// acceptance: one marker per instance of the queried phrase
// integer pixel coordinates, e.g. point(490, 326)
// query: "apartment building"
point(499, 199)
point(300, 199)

> _EXERCISE GOAL_
Nothing in the data above may be skipped; repeat it all exactly.

> _RESPONSE AREA_
// acceptance: one marker per instance of the queried phrase
// integer pixel coordinates, e.g. point(490, 326)
// query: "apartment building"
point(499, 199)
point(300, 199)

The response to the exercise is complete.